** GIVEN TEXT follows **
For my Halloween fountain, I just borrow the little pump from my spitter frog in my pond. Its just a cheap little pump, with a hose. I got it at Home Depot, but the aqauarium stores sell them also. For blood, I use scarlet RIT dye and it works great. The color is richer than food coloring in water. You just have to make sure it doesn't hit anything that it will stain. Good luck!

"Beware the Jabberwock, my son! The jaws that bite, the claws that catch! Beware the Jubjub bird, and shun the frumious Bandersnatch!"


----------



## nfmmalice (Oct 8, 2004)

Thank you all so much for the help. Im gonna go out tomorrow night and get some tonic Water and play with the black lights...


----------



## ccscastle (Oct 5, 2004)

I am not sure this can help but I was going through sites looking for more ideas. I came across this site about a blood fountain. Maybe you can use some of the ideas. make sure you hit next so you can move to the next picture which includes instruction. http://members.aol.com/ahauntingx/page0013.html good luck -CC


----------



## Ugly Joe (Jan 13, 2004)

A good source for some cheap fountain pumps, is *Harbor Freight*:

http://www.harborfreight.com/cpi/ctaf/Displayitem.taf?itemnumber=45305

I've had one of these running in my pond for a year and a half now, and it's still going strong (even with algae: it's starting to attack - my bottom feeders aren't doing their jobs).

I actually had a smaller version of this one in a tabletop fountain, which I inadvertantly allowed to run dry - it ran for over a full day with no water before I noticed and unplugged it. It's still in fine, running shape.

Hope this helps.


----------



## barefootcountrygirl (Oct 1, 2003)

Better make sure your drop cloth is plastic and not cloth, or the red will sink and and eventually spread until the whole cloth is red.

Yagottawanna!


----------



## LHALLOW (Aug 10, 2004)

Ugly Joe,

If your problem is string algae, and you have fish, try feeding them only a couple of times a week. We had that problem and we were feeding the fish at least once a day, usually twice. After the advise of an expert, we cut down the feedings and it really cleared up! Also, if you have lots of plants, it causes more algae.
Sorry, not Halloween related!!

"Beware the Jabberwock, my son! The jaws that bite, the claws that catch! Beware the Jubjub bird, and shun the frumious Bandersnatch!"


----------



## Ugly Joe (Jan 13, 2004)

_briefly continuing off-topic_
Many thanks *LHALLOW*, I'll give it a shot!
_trying to regain halloween-related topic_

ummmm...I DO have a monster goldfish in the pond (started as a 1" long feeder goldfish - too dumb to die - is now about 8" long and rules the pond)...does that count?

_*Ugly Joe* continues to wander off the beaten path, into the thick woods, all the while carrying along a conversation with the voices in his head..._


----------
** End of GIVEN TEXT **
### WORK INSTRUCTIONS
Copy the passage of the forum thread word for word, starting with "## nfmmalice (Oct" and going on through "the black lights...".
** RECORD EXCERPTS follows **
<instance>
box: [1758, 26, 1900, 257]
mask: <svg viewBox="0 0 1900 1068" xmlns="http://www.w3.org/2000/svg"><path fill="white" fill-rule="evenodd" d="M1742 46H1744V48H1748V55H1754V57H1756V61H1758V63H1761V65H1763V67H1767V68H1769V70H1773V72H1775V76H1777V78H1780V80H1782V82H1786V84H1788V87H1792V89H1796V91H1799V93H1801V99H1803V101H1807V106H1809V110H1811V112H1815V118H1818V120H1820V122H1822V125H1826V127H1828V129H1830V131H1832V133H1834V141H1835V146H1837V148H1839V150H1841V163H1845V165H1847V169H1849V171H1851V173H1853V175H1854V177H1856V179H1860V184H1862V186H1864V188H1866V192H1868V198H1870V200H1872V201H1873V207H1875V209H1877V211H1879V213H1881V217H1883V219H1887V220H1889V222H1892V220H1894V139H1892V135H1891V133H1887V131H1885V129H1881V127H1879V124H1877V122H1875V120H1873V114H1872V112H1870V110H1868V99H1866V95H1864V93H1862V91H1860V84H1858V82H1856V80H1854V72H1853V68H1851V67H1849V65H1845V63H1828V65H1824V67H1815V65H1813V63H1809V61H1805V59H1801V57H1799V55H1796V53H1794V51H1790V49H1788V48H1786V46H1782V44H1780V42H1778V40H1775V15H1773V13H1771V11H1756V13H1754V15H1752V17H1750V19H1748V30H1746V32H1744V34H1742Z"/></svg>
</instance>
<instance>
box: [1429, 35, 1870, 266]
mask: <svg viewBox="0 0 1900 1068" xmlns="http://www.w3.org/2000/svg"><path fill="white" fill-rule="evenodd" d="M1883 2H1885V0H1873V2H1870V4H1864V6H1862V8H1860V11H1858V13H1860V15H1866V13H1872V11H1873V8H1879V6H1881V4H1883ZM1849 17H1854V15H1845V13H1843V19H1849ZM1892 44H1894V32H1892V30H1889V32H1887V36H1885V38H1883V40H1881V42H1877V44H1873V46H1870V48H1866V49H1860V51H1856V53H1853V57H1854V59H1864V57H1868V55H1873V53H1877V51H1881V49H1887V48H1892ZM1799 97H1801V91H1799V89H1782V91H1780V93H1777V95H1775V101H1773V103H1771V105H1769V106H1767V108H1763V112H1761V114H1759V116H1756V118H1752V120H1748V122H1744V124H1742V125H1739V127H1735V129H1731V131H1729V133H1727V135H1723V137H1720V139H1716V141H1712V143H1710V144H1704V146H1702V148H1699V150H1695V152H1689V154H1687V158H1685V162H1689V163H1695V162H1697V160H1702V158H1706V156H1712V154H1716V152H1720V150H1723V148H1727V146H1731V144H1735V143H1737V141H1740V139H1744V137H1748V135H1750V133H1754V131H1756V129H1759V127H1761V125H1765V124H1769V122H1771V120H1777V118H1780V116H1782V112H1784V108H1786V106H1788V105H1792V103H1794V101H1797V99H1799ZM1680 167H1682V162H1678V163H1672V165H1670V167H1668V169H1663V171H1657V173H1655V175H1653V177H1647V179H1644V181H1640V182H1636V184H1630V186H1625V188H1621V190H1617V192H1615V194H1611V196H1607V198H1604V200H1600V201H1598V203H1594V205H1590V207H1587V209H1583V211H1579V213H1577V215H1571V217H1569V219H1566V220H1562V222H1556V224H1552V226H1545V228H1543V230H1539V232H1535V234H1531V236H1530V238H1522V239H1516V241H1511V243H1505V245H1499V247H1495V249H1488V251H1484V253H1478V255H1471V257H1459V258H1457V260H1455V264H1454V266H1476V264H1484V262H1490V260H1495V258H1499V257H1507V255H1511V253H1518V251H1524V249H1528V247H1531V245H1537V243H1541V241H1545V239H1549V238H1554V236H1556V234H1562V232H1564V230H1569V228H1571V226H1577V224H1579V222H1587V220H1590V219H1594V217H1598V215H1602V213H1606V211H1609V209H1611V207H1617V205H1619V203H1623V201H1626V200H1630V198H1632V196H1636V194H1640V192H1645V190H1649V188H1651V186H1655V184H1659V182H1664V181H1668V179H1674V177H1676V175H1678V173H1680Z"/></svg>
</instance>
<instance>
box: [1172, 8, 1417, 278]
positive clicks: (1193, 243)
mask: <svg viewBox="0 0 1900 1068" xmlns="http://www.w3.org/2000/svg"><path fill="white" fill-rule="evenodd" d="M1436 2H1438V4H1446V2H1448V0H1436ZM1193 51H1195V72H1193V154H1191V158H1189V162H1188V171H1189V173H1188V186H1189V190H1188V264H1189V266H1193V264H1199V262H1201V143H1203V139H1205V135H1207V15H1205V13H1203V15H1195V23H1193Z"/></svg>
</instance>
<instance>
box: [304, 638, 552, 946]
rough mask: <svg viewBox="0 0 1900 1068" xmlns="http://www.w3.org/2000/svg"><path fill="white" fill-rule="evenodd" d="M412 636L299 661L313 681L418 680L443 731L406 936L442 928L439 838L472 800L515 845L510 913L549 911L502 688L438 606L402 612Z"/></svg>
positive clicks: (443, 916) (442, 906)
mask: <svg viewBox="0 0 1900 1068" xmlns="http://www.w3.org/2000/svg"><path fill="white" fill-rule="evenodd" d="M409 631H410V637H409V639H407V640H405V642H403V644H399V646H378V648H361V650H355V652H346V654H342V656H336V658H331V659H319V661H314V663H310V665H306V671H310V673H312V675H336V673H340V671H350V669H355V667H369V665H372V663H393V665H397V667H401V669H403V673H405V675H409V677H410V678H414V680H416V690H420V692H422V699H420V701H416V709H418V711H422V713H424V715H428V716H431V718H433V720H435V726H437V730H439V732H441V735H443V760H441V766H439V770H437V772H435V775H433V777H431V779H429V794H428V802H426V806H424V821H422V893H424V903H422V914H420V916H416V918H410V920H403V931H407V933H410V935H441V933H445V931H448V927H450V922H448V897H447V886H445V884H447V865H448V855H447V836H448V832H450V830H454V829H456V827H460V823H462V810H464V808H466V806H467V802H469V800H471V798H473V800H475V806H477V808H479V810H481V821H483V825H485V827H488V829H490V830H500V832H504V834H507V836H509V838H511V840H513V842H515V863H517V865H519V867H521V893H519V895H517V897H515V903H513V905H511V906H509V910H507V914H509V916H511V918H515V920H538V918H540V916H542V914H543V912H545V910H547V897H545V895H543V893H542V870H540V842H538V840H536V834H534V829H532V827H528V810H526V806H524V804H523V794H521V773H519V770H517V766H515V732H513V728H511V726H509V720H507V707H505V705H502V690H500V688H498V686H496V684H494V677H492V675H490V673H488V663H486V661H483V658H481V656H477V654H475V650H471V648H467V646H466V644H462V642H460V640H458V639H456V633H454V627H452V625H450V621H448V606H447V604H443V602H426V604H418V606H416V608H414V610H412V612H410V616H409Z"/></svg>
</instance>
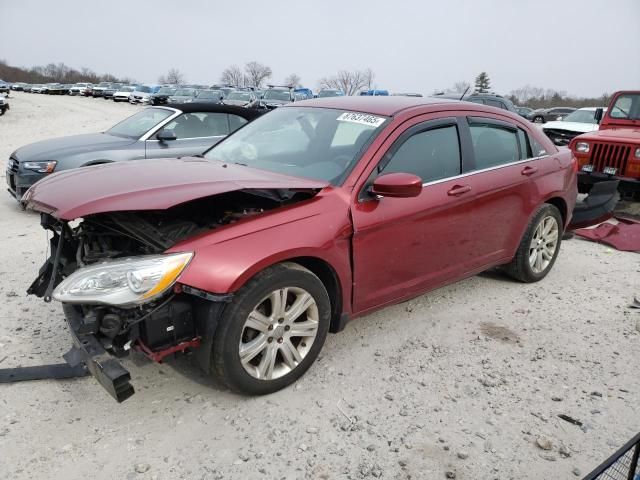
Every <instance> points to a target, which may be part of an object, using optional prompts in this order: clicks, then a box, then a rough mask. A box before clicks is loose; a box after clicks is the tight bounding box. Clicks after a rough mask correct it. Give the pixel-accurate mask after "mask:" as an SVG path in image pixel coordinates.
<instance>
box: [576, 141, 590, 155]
mask: <svg viewBox="0 0 640 480" xmlns="http://www.w3.org/2000/svg"><path fill="white" fill-rule="evenodd" d="M576 152H580V153H589V144H588V143H587V142H578V143H576Z"/></svg>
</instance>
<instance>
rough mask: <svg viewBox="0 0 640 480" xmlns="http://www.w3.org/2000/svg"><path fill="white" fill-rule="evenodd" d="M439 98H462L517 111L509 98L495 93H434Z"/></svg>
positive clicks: (456, 98) (473, 101) (457, 99)
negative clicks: (437, 93)
mask: <svg viewBox="0 0 640 480" xmlns="http://www.w3.org/2000/svg"><path fill="white" fill-rule="evenodd" d="M435 97H439V98H450V99H452V100H464V101H465V102H473V103H479V104H481V105H488V106H490V107H496V108H501V109H503V110H509V111H510V112H513V113H518V111H517V110H516V107H515V105H514V104H513V102H512V101H511V100H509V99H508V98H506V97H503V96H502V95H496V94H495V93H471V94H469V95H464V96H462V95H460V94H459V93H443V94H438V95H435Z"/></svg>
** End of RECORD EXCERPTS **
### RESULT OF THIS EXERCISE
## nfmmalice (Oct 8, 2004)

Thank you all so much for the help. Im gonna go out tomorrow night and get some tonic Water and play with the black lights...